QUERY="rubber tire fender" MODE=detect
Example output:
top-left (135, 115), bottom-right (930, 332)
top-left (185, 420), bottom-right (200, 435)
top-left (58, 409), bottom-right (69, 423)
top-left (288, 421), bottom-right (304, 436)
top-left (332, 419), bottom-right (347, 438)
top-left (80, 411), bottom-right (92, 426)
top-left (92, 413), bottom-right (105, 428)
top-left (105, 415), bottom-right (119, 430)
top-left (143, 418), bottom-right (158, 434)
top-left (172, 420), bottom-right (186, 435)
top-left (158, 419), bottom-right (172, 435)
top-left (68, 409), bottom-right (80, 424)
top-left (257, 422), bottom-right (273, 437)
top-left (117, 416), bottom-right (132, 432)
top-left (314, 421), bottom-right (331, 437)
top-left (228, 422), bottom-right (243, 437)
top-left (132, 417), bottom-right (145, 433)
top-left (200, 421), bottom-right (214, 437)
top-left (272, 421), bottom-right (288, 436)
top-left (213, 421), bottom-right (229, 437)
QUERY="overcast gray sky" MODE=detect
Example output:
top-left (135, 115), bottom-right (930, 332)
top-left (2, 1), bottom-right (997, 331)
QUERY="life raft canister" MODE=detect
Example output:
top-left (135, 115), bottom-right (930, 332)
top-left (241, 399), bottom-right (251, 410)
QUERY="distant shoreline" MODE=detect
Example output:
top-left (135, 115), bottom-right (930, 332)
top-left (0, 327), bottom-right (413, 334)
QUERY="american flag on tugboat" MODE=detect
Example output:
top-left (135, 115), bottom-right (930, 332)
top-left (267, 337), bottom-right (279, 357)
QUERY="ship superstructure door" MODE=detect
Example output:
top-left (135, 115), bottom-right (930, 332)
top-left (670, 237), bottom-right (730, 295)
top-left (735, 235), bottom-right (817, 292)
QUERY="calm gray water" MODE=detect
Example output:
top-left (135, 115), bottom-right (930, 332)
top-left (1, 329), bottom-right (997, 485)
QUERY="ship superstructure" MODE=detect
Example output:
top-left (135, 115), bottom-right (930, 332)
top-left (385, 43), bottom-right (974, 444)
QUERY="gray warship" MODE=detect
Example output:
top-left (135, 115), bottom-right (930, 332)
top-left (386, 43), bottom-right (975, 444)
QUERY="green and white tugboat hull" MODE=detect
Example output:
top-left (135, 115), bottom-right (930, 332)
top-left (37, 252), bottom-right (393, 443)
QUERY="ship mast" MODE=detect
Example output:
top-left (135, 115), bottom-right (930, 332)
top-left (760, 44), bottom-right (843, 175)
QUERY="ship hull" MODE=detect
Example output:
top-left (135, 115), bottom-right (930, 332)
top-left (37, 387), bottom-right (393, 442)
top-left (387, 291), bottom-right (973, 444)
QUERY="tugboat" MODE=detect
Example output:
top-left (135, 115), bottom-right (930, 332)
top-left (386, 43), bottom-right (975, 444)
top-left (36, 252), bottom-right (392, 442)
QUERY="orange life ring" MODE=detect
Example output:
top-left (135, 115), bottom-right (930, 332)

.....

Problem to solve: All of the listing above should be restated word for word.

Response:
QUERY="rubber tire fender" MODE=detect
Example output:
top-left (135, 115), bottom-right (930, 332)
top-left (185, 420), bottom-right (200, 435)
top-left (58, 409), bottom-right (69, 423)
top-left (288, 421), bottom-right (304, 436)
top-left (332, 419), bottom-right (347, 438)
top-left (80, 411), bottom-right (92, 426)
top-left (92, 413), bottom-right (105, 428)
top-left (105, 415), bottom-right (119, 430)
top-left (143, 418), bottom-right (158, 434)
top-left (172, 420), bottom-right (186, 435)
top-left (158, 419), bottom-right (172, 435)
top-left (68, 409), bottom-right (80, 424)
top-left (257, 422), bottom-right (273, 437)
top-left (117, 416), bottom-right (132, 432)
top-left (314, 421), bottom-right (331, 437)
top-left (228, 422), bottom-right (243, 437)
top-left (132, 417), bottom-right (145, 433)
top-left (200, 421), bottom-right (214, 437)
top-left (272, 421), bottom-right (288, 436)
top-left (213, 421), bottom-right (229, 437)
QUERY="overcast gray sky" MODE=detect
Example output:
top-left (135, 115), bottom-right (930, 332)
top-left (2, 1), bottom-right (997, 331)
QUERY="life raft canister" MODE=detect
Example output:
top-left (135, 115), bottom-right (930, 332)
top-left (241, 399), bottom-right (251, 410)
QUERY="distant shoreline" MODE=detect
Example output:
top-left (135, 115), bottom-right (930, 332)
top-left (0, 327), bottom-right (413, 334)
QUERY="american flag on tugboat" MODE=detect
Example output:
top-left (135, 115), bottom-right (930, 332)
top-left (267, 337), bottom-right (279, 357)
QUERY="ship superstructure door" MODE=detect
Example output:
top-left (135, 115), bottom-right (930, 332)
top-left (670, 237), bottom-right (730, 295)
top-left (735, 235), bottom-right (817, 292)
QUERY="calm gray water" MODE=detect
Example output:
top-left (135, 115), bottom-right (930, 332)
top-left (1, 329), bottom-right (997, 485)
QUERY="ship superstructure" MODE=detect
Example output:
top-left (135, 115), bottom-right (930, 332)
top-left (385, 43), bottom-right (974, 444)
QUERY="gray warship" MODE=detect
Example output:
top-left (135, 115), bottom-right (930, 332)
top-left (386, 43), bottom-right (975, 444)
QUERY="green and white tugboat hull" MODE=detect
Example output:
top-left (135, 115), bottom-right (930, 332)
top-left (37, 252), bottom-right (393, 443)
QUERY="ship mast" MODE=detect
Example output:
top-left (135, 115), bottom-right (930, 332)
top-left (760, 44), bottom-right (843, 175)
QUERY="ship hull" MODE=detect
Example output:
top-left (135, 115), bottom-right (930, 332)
top-left (37, 387), bottom-right (393, 442)
top-left (387, 291), bottom-right (973, 444)
QUERY="tugboat" MODE=detect
Example output:
top-left (135, 115), bottom-right (930, 332)
top-left (386, 43), bottom-right (975, 444)
top-left (36, 252), bottom-right (392, 442)
QUERY="orange life ring" MODE=detect
Example output:
top-left (135, 115), bottom-right (930, 332)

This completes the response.